How many lines in the rows below contain the string "building"? Case counts. Reply with the number alone.

**DATA SHOWN**
************

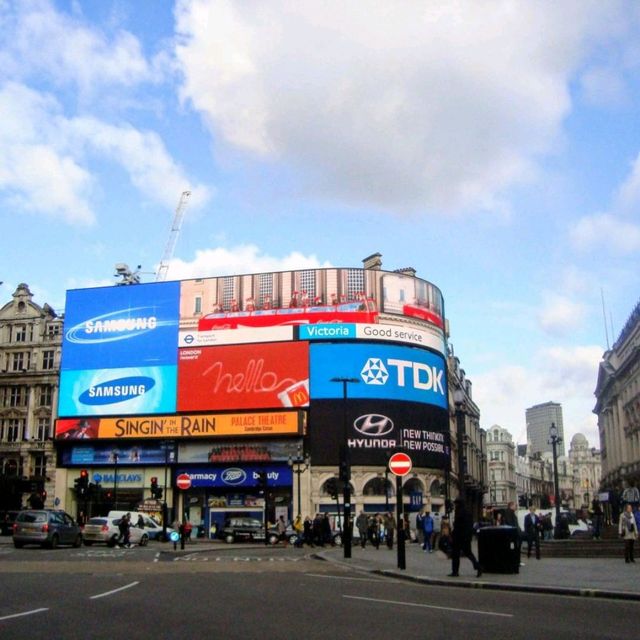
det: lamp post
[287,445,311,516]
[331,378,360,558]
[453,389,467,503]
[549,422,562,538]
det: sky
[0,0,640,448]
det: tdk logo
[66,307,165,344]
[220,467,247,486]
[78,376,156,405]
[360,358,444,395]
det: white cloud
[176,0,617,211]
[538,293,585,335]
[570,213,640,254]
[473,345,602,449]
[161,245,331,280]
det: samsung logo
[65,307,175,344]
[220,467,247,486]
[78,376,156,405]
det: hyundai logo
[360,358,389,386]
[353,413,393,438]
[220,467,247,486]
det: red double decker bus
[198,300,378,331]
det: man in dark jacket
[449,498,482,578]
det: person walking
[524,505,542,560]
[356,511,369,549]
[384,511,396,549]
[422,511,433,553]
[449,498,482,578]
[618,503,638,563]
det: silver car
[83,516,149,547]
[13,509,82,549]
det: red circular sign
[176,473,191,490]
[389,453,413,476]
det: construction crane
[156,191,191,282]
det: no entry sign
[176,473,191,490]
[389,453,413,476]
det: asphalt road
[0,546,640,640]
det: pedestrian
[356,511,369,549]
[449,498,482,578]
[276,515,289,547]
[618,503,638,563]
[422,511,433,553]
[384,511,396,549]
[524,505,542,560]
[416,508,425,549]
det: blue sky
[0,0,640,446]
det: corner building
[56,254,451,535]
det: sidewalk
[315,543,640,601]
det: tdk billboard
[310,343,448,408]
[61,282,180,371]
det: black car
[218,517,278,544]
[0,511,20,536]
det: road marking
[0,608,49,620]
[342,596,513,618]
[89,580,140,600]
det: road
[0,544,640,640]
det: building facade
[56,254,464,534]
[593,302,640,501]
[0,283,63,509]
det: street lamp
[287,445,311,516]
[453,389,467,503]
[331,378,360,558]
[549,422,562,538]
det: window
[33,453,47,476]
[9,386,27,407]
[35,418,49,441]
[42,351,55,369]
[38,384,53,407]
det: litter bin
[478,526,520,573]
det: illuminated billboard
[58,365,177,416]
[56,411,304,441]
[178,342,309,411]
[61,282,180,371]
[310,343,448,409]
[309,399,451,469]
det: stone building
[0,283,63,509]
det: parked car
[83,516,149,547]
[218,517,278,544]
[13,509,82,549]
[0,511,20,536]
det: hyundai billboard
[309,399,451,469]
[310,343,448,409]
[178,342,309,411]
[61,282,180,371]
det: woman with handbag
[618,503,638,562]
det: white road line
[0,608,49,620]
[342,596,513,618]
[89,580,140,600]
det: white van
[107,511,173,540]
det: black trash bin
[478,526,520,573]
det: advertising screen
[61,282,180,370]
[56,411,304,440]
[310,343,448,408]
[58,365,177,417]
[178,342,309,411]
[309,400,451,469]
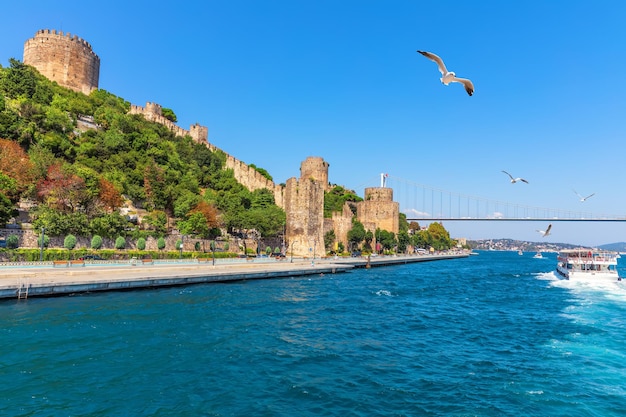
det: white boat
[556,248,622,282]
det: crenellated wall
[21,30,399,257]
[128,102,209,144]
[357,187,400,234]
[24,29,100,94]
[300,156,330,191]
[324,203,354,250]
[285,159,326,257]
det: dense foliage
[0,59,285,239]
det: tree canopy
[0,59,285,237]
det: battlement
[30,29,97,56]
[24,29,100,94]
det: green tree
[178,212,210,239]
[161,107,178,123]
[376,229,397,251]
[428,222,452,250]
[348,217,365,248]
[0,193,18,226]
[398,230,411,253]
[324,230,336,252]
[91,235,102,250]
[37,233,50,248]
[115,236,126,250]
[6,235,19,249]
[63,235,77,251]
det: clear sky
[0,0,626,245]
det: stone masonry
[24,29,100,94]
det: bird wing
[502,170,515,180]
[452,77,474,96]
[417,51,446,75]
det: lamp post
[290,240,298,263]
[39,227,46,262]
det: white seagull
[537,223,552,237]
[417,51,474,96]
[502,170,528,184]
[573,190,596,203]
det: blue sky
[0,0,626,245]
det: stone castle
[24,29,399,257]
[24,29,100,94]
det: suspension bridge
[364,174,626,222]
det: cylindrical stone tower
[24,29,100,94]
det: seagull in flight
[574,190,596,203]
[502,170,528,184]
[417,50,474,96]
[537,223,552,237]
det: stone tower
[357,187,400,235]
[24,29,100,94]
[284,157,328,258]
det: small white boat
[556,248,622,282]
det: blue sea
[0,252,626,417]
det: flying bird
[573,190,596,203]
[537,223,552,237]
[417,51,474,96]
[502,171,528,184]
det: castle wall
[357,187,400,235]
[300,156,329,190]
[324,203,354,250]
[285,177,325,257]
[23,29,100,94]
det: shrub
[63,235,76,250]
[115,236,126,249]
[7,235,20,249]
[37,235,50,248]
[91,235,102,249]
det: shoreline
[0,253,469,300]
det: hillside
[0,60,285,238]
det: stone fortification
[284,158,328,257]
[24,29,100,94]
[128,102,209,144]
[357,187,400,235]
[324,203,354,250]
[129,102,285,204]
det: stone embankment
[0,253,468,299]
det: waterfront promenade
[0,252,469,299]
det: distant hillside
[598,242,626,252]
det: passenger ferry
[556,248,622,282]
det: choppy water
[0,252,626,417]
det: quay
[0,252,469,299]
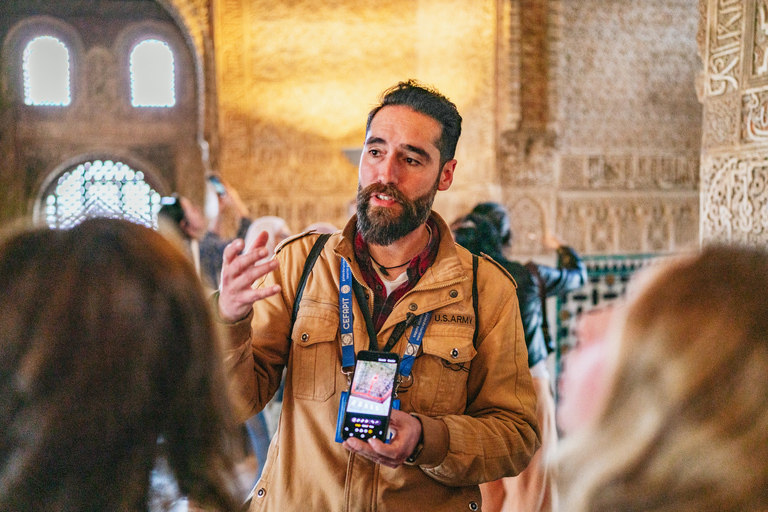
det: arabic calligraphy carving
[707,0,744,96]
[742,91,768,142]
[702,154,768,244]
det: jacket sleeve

************

**RESPONSE BELOW**
3